**DESCRIPTION OF THE TASK**. Could you output everything from the line containing "segment(query) outlines every" down to the end of the material below, including both of those lines, verbatim?

**SOURCE RECORDS**.
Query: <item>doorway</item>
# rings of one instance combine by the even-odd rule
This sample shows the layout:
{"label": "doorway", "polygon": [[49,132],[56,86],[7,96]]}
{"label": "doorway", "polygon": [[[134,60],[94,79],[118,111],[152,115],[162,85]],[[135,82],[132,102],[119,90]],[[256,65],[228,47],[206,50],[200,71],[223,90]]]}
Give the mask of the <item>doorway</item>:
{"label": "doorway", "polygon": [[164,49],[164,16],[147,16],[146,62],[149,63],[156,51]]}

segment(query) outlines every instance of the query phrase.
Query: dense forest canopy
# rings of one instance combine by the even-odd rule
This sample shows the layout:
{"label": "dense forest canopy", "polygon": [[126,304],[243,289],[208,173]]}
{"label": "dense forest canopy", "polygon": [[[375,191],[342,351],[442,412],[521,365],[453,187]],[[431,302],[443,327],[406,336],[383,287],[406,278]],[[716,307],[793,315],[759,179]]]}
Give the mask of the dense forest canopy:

**COMPLETED TASK**.
segment(query) outlines every instance of the query phrase.
Query: dense forest canopy
# rings of one instance combine by the even-odd rule
This sample shows the layout:
{"label": "dense forest canopy", "polygon": [[126,304],[243,289],[208,173]]}
{"label": "dense forest canopy", "polygon": [[[375,191],[342,351],[442,412],[521,365],[453,187]],[[431,302],[443,327],[406,336],[383,287],[406,278]],[[716,307],[793,315],[759,179]]]}
Give the mask of the dense forest canopy:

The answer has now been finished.